> **EXERCISE PASSAGE**
* * * * *

Invited to speak at the hearing were four county clerks, four municipal clerks and an elections expert from the National Conference of State Legislatures. Given the ability to weigh in on potential changes to how they administer the state’s elections, the clerks repeatedly stressed how important it is for the Legislature to keep clerks’ options open. They noted that a policy that might help the election workers in Madison or Milwaukee doesn’t help the part-time clerks working in small towns of less than 300 people. 

“We love the fact that we are so decentralized, but that does mean one size doesn’t fit all,” Elena Hilby, the Sun Prairie city clerk, said. 

During the back and forth between legislators and the clerks, a proposal to allow election workers to start processing absentee ballots before Election Day appeared to have the most momentum. 

The issue has repeatedly come up in the Legislature because current law prohibits election workers from starting the long process of opening and processing ballots until after polls open. Especially since the use of absentee ballots has remained high after the COVID-19 pandemic, the large volume of ballots to process in some of the state’s larger cities causes results to be announced in the early hours of the Wednesday after the election — a reality that some conspiracy theorists have used to make claims about late night ballot dumps from Milwaukee changing the winner. 

All of the county clerks who testified said they would support a bill that allows absentee ballots to be processed, but not counted, ahead of Election Day in order to save time and get results reported faster. Marathon County Clerk Kim Trueblood noted that in her county the results from the city of Wausau are always the last to come in because of the larger number of absentee ballots cast in the city. 

“I think we’re all there,” Krug said. 

The only source of disagreement at the hearing came during  the discussion of drop boxes for the return of absentee ballots. Drop boxes had been used for years to collect ballots, yet after the 2020 election, Republicans across the state turned against them, complaining that they were vulnerable to allowing fraudulent votes and the practice of “ballot harvesting,” when one person returns dozens or hundreds of ballots. 

Last year, the state Supreme Court ruled that state law doesn’t allow drop boxes outside of a municipal clerk’s office. The committee discussed the possibility of legislation allowing their use and what safeguards would be required.

* * * * *

> **TASK DIRECTIONS**
Answer these questions about the article on the election hearing:
1. How many county clerks were invited to speak at the hearing?
2. According to Kim Trueblood, results from which city are always the last to come in for Marathon County?
3. What did the state Supreme Court rule last year about drop boxes?
The items that follow have nothing to do with this text.

[Point localization items]
* * * * *

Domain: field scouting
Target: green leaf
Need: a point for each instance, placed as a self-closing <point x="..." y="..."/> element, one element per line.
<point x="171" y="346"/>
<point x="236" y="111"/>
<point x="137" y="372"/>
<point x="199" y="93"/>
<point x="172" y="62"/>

* * * * *

> **TASK RESPONSE**
1. Four county clerks were invited.
2. Results from the city of Wausau are always the last to come in.
3. It ruled that state law doesn't allow drop boxes outside of a municipal clerk's office.